**Instructions to follow**
Update the part of the listing that opens with the line containing "Worksheet item 7: Locate every instance of the red and" and closes with the line containing "[770,556,838,644]": reproduce only those lines, with "scooter" replaced by "moped" and everything else unchanged.

**Source data**
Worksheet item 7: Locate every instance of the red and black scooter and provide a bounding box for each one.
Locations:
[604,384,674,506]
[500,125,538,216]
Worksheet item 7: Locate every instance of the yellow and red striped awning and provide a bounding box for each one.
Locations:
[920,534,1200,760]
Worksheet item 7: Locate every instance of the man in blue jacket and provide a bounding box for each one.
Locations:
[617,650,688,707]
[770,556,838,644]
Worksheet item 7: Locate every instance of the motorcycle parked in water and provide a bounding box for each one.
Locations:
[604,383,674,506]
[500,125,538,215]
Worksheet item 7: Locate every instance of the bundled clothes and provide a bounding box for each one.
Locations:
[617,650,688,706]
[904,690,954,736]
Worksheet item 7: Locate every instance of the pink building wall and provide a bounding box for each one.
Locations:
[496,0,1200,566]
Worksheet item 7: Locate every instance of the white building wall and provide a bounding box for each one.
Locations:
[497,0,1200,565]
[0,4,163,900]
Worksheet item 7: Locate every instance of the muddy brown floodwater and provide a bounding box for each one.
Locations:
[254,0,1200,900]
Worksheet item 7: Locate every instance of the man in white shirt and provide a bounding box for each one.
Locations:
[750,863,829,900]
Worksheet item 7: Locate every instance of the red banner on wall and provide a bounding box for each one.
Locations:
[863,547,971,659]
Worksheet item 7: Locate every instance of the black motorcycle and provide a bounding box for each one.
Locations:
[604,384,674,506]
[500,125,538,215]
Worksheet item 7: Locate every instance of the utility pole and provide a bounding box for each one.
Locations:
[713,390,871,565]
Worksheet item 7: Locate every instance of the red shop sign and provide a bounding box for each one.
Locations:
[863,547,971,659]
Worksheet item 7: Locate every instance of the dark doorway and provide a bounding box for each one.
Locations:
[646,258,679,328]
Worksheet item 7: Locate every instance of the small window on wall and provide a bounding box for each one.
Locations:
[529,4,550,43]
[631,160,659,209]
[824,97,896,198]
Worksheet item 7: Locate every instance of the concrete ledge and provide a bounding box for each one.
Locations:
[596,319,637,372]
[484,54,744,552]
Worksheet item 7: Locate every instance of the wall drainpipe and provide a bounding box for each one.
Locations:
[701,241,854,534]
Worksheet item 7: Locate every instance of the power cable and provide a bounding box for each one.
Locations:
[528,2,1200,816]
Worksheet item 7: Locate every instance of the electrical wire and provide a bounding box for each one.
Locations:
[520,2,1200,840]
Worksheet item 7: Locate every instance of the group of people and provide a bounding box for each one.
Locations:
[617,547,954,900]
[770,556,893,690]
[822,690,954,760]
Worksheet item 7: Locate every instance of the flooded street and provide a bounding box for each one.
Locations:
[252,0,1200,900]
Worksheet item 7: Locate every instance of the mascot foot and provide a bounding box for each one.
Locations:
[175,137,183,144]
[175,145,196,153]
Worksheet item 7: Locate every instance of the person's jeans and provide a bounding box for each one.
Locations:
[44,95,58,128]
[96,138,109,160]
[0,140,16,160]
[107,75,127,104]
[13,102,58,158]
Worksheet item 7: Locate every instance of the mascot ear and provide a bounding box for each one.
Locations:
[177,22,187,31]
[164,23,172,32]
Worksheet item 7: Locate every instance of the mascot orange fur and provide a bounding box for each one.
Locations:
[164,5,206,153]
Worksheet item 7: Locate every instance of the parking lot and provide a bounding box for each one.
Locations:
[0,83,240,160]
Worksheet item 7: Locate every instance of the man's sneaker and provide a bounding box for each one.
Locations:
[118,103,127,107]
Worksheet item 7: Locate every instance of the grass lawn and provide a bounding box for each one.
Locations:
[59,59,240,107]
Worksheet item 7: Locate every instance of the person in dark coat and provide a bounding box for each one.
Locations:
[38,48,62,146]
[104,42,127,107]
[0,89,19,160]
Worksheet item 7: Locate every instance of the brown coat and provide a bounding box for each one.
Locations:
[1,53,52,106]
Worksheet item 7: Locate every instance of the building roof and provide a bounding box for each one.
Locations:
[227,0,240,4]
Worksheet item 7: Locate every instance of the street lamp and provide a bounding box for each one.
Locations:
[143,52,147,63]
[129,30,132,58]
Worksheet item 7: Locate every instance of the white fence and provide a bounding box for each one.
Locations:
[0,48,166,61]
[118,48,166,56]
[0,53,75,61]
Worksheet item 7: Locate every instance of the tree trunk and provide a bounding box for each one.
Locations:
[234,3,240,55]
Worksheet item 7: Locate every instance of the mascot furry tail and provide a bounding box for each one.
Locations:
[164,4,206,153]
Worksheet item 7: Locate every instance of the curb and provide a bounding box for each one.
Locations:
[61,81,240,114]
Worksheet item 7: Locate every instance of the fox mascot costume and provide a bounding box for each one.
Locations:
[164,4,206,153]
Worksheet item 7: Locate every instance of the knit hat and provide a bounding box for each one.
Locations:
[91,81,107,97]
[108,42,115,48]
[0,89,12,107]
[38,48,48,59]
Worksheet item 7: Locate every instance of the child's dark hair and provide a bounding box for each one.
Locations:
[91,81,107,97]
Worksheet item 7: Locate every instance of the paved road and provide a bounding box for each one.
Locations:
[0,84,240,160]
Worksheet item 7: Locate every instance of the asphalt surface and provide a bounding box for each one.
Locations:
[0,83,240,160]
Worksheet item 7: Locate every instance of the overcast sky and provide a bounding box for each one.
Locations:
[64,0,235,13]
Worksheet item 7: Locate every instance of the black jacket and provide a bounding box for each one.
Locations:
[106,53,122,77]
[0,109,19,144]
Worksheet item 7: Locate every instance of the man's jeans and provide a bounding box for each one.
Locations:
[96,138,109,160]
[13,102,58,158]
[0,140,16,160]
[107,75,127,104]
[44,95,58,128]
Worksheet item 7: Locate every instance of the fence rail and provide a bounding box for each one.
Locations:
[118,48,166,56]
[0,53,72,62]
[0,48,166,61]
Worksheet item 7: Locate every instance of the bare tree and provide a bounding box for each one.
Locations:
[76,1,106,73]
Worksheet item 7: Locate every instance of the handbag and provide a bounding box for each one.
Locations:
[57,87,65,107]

* * *

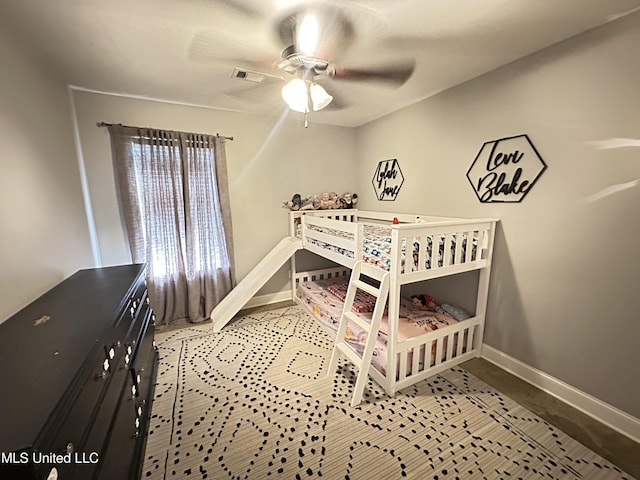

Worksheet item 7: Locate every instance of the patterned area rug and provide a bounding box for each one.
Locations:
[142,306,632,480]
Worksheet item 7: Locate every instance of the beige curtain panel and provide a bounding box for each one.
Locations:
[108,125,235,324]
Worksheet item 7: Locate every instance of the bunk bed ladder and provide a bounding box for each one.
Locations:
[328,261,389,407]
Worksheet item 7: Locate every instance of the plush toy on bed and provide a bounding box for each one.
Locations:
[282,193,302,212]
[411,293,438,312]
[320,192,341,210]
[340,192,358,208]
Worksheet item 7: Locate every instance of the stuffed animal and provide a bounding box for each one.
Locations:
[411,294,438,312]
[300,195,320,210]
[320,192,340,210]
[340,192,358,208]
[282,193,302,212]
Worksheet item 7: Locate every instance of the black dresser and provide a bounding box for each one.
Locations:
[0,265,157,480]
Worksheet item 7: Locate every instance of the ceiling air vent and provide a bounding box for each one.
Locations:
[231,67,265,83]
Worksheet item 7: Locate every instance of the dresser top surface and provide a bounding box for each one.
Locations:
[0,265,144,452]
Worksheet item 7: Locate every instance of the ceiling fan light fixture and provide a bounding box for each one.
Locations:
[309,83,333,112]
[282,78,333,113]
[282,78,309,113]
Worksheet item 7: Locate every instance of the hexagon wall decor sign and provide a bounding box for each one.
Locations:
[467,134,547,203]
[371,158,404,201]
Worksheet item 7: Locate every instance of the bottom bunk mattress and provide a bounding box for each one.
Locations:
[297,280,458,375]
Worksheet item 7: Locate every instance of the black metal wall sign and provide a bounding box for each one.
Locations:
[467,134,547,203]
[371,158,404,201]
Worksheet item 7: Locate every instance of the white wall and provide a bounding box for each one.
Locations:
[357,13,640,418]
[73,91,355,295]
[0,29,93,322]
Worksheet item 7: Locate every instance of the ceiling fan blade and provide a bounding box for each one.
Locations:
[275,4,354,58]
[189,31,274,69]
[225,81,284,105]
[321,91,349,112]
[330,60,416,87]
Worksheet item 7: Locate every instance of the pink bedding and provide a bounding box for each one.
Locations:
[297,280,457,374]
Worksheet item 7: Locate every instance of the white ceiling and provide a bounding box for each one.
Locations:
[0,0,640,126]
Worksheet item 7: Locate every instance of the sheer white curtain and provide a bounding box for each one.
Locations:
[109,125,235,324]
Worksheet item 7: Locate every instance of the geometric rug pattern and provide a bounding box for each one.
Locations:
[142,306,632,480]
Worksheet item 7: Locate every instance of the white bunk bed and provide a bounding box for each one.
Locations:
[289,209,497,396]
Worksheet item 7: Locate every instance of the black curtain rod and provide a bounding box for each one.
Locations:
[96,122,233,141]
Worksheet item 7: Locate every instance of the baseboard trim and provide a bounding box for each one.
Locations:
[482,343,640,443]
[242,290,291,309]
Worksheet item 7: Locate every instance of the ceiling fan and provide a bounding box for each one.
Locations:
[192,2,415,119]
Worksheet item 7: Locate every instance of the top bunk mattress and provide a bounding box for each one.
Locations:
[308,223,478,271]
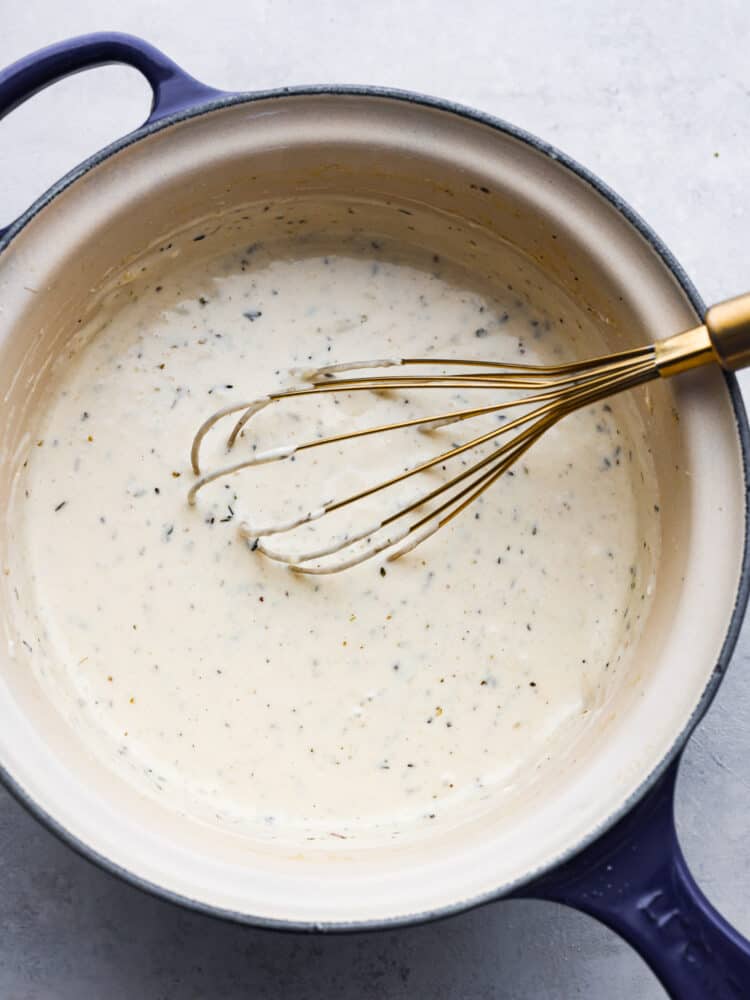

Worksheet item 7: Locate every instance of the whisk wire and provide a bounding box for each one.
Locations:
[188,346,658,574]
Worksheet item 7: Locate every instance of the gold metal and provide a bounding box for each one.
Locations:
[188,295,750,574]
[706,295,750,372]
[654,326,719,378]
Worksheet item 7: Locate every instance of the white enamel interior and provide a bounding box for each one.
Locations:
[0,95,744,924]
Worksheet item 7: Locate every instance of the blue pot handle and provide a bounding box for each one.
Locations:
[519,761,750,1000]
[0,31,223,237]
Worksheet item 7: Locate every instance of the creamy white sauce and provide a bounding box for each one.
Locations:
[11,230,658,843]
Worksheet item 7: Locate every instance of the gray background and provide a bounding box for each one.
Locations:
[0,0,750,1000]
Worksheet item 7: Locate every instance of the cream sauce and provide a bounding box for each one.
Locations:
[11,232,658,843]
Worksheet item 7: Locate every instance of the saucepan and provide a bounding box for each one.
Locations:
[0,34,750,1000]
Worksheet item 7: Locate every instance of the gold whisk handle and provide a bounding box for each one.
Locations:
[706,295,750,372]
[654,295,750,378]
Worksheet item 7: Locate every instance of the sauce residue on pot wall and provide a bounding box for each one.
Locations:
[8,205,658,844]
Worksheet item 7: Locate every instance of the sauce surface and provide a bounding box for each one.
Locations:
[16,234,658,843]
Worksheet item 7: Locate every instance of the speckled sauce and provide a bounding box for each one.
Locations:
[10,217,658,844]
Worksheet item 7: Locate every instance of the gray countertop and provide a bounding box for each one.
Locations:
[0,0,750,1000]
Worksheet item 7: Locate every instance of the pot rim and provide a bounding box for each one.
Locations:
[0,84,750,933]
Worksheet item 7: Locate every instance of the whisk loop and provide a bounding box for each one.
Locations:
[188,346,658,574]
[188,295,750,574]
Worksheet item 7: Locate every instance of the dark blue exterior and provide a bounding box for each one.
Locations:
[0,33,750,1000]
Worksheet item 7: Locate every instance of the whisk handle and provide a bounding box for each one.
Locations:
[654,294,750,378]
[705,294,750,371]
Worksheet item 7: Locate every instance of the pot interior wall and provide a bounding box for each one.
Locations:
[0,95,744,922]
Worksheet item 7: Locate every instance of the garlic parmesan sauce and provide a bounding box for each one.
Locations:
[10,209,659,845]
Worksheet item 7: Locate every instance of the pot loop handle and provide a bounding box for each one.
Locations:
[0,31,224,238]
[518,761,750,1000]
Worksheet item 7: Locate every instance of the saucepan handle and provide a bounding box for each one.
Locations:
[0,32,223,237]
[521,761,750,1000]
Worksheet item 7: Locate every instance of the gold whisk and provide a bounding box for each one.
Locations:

--

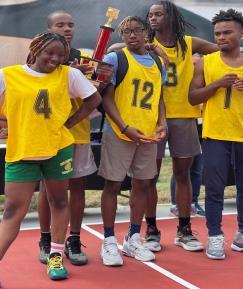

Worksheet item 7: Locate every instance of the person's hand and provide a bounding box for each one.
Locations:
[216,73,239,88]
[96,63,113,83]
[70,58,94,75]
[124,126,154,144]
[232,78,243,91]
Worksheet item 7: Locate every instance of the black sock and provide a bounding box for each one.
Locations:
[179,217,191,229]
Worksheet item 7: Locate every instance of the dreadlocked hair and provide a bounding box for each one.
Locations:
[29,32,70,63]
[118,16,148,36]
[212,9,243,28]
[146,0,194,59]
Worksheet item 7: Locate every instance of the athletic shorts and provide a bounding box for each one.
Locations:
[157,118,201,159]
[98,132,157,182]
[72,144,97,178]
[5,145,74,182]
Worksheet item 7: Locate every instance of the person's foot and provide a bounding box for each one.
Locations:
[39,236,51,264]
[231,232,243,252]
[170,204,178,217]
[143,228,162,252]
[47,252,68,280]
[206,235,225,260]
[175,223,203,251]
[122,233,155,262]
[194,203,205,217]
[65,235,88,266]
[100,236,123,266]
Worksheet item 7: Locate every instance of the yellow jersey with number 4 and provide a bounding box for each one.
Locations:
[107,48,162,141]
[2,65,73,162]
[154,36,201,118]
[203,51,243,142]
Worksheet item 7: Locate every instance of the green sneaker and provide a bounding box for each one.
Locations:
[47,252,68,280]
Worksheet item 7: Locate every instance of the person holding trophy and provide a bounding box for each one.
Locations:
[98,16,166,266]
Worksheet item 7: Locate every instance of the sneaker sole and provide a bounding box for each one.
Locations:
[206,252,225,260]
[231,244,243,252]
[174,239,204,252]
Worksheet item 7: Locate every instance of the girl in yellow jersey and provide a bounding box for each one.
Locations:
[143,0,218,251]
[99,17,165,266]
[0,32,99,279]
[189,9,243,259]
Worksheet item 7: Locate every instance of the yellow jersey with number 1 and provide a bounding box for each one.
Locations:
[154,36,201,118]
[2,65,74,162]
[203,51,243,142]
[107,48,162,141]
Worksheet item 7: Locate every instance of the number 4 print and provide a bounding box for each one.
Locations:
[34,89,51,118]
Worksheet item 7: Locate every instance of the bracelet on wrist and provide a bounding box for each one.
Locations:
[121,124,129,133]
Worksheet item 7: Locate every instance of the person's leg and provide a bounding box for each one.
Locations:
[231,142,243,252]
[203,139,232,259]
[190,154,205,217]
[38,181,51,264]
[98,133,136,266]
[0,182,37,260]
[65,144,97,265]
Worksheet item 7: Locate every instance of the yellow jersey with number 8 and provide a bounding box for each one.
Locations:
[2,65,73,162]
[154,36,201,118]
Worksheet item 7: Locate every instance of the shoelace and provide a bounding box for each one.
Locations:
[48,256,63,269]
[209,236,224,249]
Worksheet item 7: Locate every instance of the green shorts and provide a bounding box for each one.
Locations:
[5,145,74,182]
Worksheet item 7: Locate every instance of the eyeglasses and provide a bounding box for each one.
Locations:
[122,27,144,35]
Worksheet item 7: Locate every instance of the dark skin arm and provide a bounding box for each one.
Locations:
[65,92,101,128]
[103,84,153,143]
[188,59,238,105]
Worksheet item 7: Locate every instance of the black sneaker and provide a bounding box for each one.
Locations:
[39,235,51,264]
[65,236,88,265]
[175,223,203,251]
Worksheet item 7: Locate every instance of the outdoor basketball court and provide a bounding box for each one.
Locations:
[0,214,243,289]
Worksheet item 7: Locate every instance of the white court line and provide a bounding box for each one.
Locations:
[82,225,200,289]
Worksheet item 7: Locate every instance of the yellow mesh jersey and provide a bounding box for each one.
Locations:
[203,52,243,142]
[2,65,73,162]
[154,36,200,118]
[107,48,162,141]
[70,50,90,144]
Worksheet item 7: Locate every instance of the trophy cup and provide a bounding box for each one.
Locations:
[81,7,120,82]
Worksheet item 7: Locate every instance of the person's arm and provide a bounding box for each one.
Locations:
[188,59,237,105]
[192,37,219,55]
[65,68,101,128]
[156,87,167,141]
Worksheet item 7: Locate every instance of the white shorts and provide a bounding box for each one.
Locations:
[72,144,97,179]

**Expected answer**
Worksheet item 7: Locate every instance of the red and black moped and provide a bounding box for each one.
Locations:
[604,384,674,506]
[500,125,538,216]
Worksheet item 7: Locate every instance of the yellow and red striped awning and provide a bounding box for each one.
Locations:
[920,534,1200,760]
Worksheet item 7: Locate every instance of the man in blue jacket and provide a bounding box for each one.
Locations:
[617,650,688,707]
[770,556,838,644]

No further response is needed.